Selection:
<<<<
CVE Vulnerabilities

CVE-2022-2542

Cross-Site Request Forgery (CSRF)

Published: Sep 06, 2022 | Modified: Nov 07, 2023
CVSS 3.x
8.8
HIGH
Source:
NVD
CVSS:3.1/AV:N/AC:L/PR:N/UI:R/S:U/C:H/I:H/A:H
CVSS 2.x
RedHat/V2
RedHat/V3
Ubuntu

The uContext for Clickbank plugin for WordPress is vulnerable to Cross-Site Request Forgery to Cross-Site Scripting in versions up to, and including 3.9.1. This is due to missing nonce validation in the ~/app/sites/ajax/actions/keyword_save.php file that is called via the doAjax() function. This makes it possible for unauthenticated attackers to modify the plugins settings and inject malicious web scripts via a forged request granted they can trick a site administrator into performing an action such as clicking on a link.

Weakness

The web application does not, or can not, sufficiently verify whether a well-formed, valid, consistent request was intentionally provided by the user who submitted the request.

Affected Software

Name Vendor Start Version End Version
Ucontext_for_clickbank Summitmediaconcepts * 3.9.1 (including)
>>>>
To be done:
1. Reproduce the passage from the CVE-2022-2542 entry starting at "Published: Sep 06, 2022" and ending at "clicking on a link.".
2. According to the CVE-2022-2542 entry, which file is missing nonce validation?
3. Write what comes next in the CVE-2022-2542 entry, picking up after its final line.

Record extracts:
<<<<
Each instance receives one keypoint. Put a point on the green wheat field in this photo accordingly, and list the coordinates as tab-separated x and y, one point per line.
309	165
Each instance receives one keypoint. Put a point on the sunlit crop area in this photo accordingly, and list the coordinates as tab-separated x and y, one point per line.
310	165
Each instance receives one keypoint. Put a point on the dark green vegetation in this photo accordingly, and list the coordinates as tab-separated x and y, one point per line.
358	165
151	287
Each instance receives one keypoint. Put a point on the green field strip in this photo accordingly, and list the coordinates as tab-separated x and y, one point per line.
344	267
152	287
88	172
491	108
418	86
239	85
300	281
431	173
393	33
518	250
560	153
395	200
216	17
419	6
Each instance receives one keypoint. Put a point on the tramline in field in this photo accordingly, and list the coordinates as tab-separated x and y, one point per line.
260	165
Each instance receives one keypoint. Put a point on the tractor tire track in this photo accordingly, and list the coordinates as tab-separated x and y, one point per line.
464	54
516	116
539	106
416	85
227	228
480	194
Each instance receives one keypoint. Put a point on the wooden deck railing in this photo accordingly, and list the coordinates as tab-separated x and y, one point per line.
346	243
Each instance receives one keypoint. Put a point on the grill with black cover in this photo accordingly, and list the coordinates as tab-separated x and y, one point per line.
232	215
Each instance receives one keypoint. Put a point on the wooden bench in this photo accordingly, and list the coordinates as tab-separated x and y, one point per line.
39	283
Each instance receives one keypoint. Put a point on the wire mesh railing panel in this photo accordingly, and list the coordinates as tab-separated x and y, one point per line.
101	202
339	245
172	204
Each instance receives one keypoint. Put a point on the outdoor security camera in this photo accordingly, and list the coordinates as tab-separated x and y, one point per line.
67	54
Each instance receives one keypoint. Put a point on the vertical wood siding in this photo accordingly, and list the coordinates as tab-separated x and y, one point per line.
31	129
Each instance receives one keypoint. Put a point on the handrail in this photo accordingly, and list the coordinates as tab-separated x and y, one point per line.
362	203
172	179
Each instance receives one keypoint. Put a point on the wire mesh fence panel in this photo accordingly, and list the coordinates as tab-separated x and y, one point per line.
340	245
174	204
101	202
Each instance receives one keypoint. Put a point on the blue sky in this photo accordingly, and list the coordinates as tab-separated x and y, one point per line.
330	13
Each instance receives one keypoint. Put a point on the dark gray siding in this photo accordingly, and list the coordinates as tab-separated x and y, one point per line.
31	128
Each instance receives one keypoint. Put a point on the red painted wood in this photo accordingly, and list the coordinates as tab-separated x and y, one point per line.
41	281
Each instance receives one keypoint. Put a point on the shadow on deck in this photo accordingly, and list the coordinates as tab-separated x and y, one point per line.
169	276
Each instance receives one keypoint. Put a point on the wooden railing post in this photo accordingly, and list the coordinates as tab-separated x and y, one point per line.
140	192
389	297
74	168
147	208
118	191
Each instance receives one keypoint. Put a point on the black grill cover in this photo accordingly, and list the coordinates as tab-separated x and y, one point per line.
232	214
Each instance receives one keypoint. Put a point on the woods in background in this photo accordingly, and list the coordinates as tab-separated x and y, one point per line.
>>>>
Response list:
1.
Published: Sep 06, 2022 | Modified: Nov 07, 2023
CVSS 3.x
8.8
HIGH
Source:
NVD
CVSS:3.1/AV:N/AC:L/PR:N/UI:R/S:U/C:H/I:H/A:H
CVSS 2.x
RedHat/V2
RedHat/V3
Ubuntu

The uContext for Clickbank plugin for WordPress is vulnerable to Cross-Site Request Forgery to Cross-Site Scripting in versions up to, and including 3.9.1. This is due to missing nonce validation in the ~/app/sites/ajax/actions/keyword_save.php file that is called via the doAjax() function. This makes it possible for unauthenticated attackers to modify the plugins settings and inject malicious web scripts via a forged request granted they can trick a site administrator into performing an action such as clicking on a link.

2. The ~/app/sites/ajax/actions/keyword_save.php file is missing nonce validation.

3.
Potential Mitigations

  • Use a vetted library or framework that does not allow this weakness to occur or provides constructs that make this weakness easier to avoid.
  • For example, use anti-CSRF packages such as the OWASP CSRFGuard. [REF-330]
  • Another example is the ESAPI Session Management control, which includes a component for CSRF. [REF-45]
  • Use the “double-submitted cookie” method as described by Felten and Zeller:
  • When a user visits a site, the site should generate a pseudorandom value and set it as a cookie on the user’s machine. The site should require every form submission to include this value as a form value and also as a cookie value. When a POST request is sent to the site, the request should only be considered valid if the form value and the cookie value are the same.
  • Because of the same-origin policy, an attacker cannot read or modify the value stored in the cookie. To successfully submit a form on behalf of the user, the attacker would have to correctly guess the pseudorandom value. If the pseudorandom value is cryptographically strong, this will be prohibitively difficult.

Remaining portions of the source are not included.